-- Begin Text to read --

You will use the ephemeral DNS name based nodes for this solution. Select the monitor you created previously, and create a new FQDN node using the same AWS Api Gateway FQDN used twice previously, and port 443.

This will be different if you’re putting the BIG-IP behind the API Gateway, and you might use standard IP based pool members.

SSL

If you want your SSL cert to be trusted, you’ll upload your certificate/key and create a client SSL profile. For this example, we’re just going to use the default self signed ssl profile “clientssl".

If you’re behind the API Gateway, you can also do client cert auth from the API Gateway to the BIG-IP if desired.

Virtual Server

Now we’ll create a virtual server to receive and process the traffic. You’ll use the rewrite profile and pool you created previously. Anything not listed here will be left default.

Name: As desired
Type: Standard (default)
Destination Address: An IP address within your VPC that you assign as a secondary to the BIG-IP (or 0.0.0.0/0 if you’re using a single NIC BIG-IP)
Service Port: 443
HTTP Profile: HTTP
SSL Profile (Client): clientssl (or other as noted above)
SSL Profile (Server): serversslSource Address Translation: Auto Map
Rewrite Profile: The one you created earlier
Pool: The one you created earlier

Now you have a functioning reverse proxy for your API. Test it to make sure you can reach it, don’t proceed until this is working.

-- End Text to read --

Task requirements –
(A) Translate this sentence from the BIG-IP guide into Spanish: "Now we’ll create a virtual server to receive and process the traffic."
(B) In the BIG-IP guide, write out everything from "Destination Address: An" down to "as noted above)".
(C) According to the BIG-IP guide, which client SSL profile does the example use instead of an uploaded certificate and key?
The records that come next have no connection to the BIG-IP guide.

-- Begin Given data --

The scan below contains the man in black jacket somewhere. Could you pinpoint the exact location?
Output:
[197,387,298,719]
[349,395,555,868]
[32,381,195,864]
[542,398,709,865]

-- End Given data --

Answers below –
(A) Ahora crearemos un servidor virtual para recibir y procesar el tráfico.

(B)
Destination Address: An IP address within your VPC that you assign as a secondary to the BIG-IP (or 0.0.0.0/0 if you’re using a single NIC BIG-IP)
Service Port: 443
HTTP Profile: HTTP
SSL Profile (Client): clientssl (or other as noted above)

(C) It uses the default self-signed SSL profile "clientssl".